Data entries
◆ ◆ ◆ ◆

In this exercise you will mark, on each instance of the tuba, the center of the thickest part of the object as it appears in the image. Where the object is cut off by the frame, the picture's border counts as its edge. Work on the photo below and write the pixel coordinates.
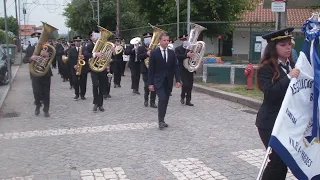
(119, 49)
(197, 47)
(41, 66)
(154, 41)
(80, 62)
(97, 64)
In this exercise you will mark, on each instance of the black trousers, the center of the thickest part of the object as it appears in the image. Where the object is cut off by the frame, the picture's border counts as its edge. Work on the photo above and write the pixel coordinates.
(276, 169)
(41, 91)
(147, 92)
(135, 76)
(80, 84)
(163, 95)
(98, 84)
(187, 84)
(107, 86)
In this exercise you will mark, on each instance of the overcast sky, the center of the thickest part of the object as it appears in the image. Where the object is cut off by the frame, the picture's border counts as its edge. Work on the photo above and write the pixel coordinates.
(36, 12)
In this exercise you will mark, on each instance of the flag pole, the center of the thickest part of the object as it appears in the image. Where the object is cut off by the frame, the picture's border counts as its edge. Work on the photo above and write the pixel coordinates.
(264, 163)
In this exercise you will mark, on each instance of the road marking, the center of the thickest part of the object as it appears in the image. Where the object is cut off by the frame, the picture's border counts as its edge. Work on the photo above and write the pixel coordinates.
(81, 130)
(20, 178)
(104, 174)
(255, 158)
(191, 168)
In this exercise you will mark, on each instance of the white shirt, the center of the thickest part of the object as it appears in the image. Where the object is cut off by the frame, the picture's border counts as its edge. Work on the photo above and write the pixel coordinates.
(284, 70)
(162, 52)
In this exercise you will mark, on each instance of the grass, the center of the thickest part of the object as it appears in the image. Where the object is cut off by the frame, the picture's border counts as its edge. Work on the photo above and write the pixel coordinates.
(237, 89)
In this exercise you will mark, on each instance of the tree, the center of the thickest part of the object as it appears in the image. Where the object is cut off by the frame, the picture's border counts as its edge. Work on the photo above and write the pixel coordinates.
(54, 35)
(80, 17)
(163, 12)
(12, 25)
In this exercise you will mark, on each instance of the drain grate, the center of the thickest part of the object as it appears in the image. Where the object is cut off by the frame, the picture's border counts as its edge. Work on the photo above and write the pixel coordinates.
(249, 111)
(10, 115)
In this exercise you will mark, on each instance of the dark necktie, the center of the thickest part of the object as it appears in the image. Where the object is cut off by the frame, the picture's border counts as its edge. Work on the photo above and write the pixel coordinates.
(164, 55)
(286, 67)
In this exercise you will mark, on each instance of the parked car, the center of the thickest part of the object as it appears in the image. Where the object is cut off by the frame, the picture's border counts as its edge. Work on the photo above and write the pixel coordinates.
(4, 74)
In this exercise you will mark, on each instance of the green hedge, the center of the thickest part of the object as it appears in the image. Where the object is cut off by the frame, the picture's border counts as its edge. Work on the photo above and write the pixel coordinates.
(3, 37)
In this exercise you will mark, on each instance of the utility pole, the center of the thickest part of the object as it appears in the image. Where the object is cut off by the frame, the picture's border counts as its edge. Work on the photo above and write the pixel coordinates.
(24, 21)
(118, 18)
(188, 16)
(98, 11)
(178, 14)
(7, 40)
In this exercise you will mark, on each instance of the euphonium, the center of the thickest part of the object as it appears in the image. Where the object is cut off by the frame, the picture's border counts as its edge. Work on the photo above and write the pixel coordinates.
(41, 66)
(154, 41)
(80, 62)
(119, 49)
(197, 47)
(103, 46)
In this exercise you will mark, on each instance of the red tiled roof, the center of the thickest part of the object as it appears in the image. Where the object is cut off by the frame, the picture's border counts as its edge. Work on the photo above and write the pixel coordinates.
(295, 17)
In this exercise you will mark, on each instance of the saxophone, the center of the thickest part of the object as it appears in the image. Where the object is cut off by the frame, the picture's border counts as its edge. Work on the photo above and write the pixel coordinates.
(197, 47)
(41, 66)
(80, 62)
(102, 45)
(154, 41)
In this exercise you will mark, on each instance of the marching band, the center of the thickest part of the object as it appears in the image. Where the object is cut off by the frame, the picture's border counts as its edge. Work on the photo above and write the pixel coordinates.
(104, 61)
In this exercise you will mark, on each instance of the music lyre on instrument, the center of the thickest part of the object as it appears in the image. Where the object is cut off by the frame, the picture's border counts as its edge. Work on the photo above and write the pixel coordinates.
(197, 47)
(41, 66)
(103, 46)
(154, 41)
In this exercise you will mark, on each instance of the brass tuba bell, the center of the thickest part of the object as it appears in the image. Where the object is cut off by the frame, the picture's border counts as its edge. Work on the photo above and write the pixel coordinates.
(154, 41)
(41, 66)
(97, 64)
(197, 47)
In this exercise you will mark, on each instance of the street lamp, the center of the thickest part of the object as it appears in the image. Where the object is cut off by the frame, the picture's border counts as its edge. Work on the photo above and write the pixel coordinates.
(178, 14)
(7, 41)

◆ ◆ ◆ ◆

- ABOUT THIS EXERCISE: Omit the pictures, then give every record back exactly as it stands.

- ANSWER TO THE EXERCISE:
In this exercise you will mark, on each instance of the tuba, the center of the thickest part of the object as it appears in the image. Where the object is cut off by the frame, the picture's border counts as its edge. Work on the photo below and write the pixel coordinates.
(119, 49)
(197, 47)
(41, 66)
(154, 41)
(80, 62)
(97, 64)
In this exercise you will mark, on each instance of the black trousers, the center of the thickest part of the object as it appears in the image. Where the object is cut off by the frame, the picture's border counts as its edge. Work on the photo above and write the pixel coordinates.
(276, 169)
(41, 91)
(147, 92)
(135, 76)
(80, 84)
(163, 95)
(98, 84)
(187, 84)
(107, 86)
In this exercise you will mark, on each instance of the overcast sky, the center of the thickest part of the object as it appears in the image. Where the object is cut off by the frame, the picture's border counts as its edge. Work on the photo above and write the pixel coordinates.
(36, 12)
In this exercise you will mark, on each instance of the flag pole, the center of the thickest part of the object as it appears in the image. Where the object is cut off by the frame, the picture's border counts as its edge. Work on the photo above and write the pixel coordinates.
(264, 163)
In this exercise you will mark, on each instance of the road marking, the center of the thickest part of the object as it appears in the image. Where the object is cut off by the frame, the picture's border counts as its edge. Work on the photo above and write the pixel coordinates.
(81, 130)
(20, 178)
(104, 174)
(255, 158)
(191, 168)
In this exercise you will mark, on each instance of the white shirt, the center of the thickest part of the object as it appears in the image. Where the object is cut off by the frame, the picture's border counts as its edge. Work on the photo above and write the pixel coordinates.
(284, 70)
(162, 52)
In this exercise you will mark, on each instance of the grass, the center of the thickest part of the object as it appears in the image. Where the object is cut off by the frame, the picture's border counts as its edge. Work on the photo above and write the pixel coordinates.
(237, 89)
In this exercise you will mark, on each instance of the tree, the center of the thickest part of the object as it appears in the image. Where the object is cut off by the frame, the picture's border counts as its edge. Work on the photo above and write the pixel coordinates.
(54, 35)
(80, 17)
(163, 12)
(12, 25)
In this exercise you will mark, on each instance of the drain grate, the center of the thickest part of the object as it appears in the image. Where the object is cut off by the frame, the picture's border counts as its edge. Work on the photo above and write the pixel coordinates.
(249, 111)
(10, 115)
In this exercise you will mark, on each instance of the dark necktie, the center of the thickest part of the object as it appears in the image. Where the object is cut off by the frame, the picture's border counts as its edge. Work on the photo above and write the pixel coordinates.
(164, 55)
(286, 67)
In this exercise you will mark, on each instance of the parked car, the center of the thickest part of the object as it appears in the image. Where the object is cut off by the frame, the picture's border counts as its edge. Work on the photo above and write the pixel coordinates.
(4, 74)
In this exercise you will mark, on each instance of the green hedge, the center of the thickest part of the object as it appears in the image. Where the object is cut off by the frame, the picture's border counts as its edge. Work on the photo above and write the pixel coordinates.
(3, 37)
In this exercise you will mark, on each instance of the utility pole, the center of the thickest part of the object as it appears in the image. Where the object is cut off by the frame, the picture's border counts as its edge. Work on the photo above and write the pixel coordinates.
(24, 21)
(118, 18)
(188, 16)
(98, 11)
(178, 14)
(7, 40)
In this exercise you will mark, on each instance of the euphonium, the center of the thickest part of the object as it appears in the image. Where the object is cut off by the frame, the picture's border counts as its edge. Work on the photo above and write the pixel coordinates.
(41, 66)
(154, 41)
(80, 62)
(119, 49)
(197, 47)
(103, 46)
In this exercise you will mark, on each instance of the red tiled roof, the center of the thickest part of the object as it appears in the image. Where the object is cut off by the frame, the picture's border counts as its edge. Work on the photo above and write the pixel coordinates.
(295, 17)
In this exercise you will mark, on each instance of the saxophone, the center of the thickest part of the object as it appears in the image. Where the object is cut off by the frame, the picture's border counts as its edge. Work on the photo above and write the pixel coordinates.
(197, 47)
(41, 66)
(80, 62)
(102, 45)
(154, 41)
In this exercise you will mark, on each instance of the marching band, the center of the thickest part of the object as it appears in the image. Where the object is cut off by the frame, the picture's border counts as its edge. Work on the photo above and write the pixel coordinates.
(104, 61)
In this exercise you will mark, on each instance of the music lyre on instrument, the center of the thickest part of the object as it appears in the image. Where the object is cut off by the frame, the picture's border counts as its edge. Work on the photo above and write the pixel coordinates.
(197, 47)
(41, 66)
(103, 46)
(154, 41)
In this exercise you will mark, on each instance of the brass tuba bell, the center of the thickest part of the object as it appears in the image. Where the object is cut off by the frame, the picture's border counts as its edge. Work on the photo above and write the pixel coordinates.
(154, 41)
(41, 66)
(97, 64)
(197, 47)
In this exercise you will mark, on each instance of the street lamp, the center of the thickest part of the object as it appears in the image. Where the object is cut off by the frame, the picture's border counts as its edge. Work on the photo above and write the pixel coordinates.
(178, 14)
(7, 41)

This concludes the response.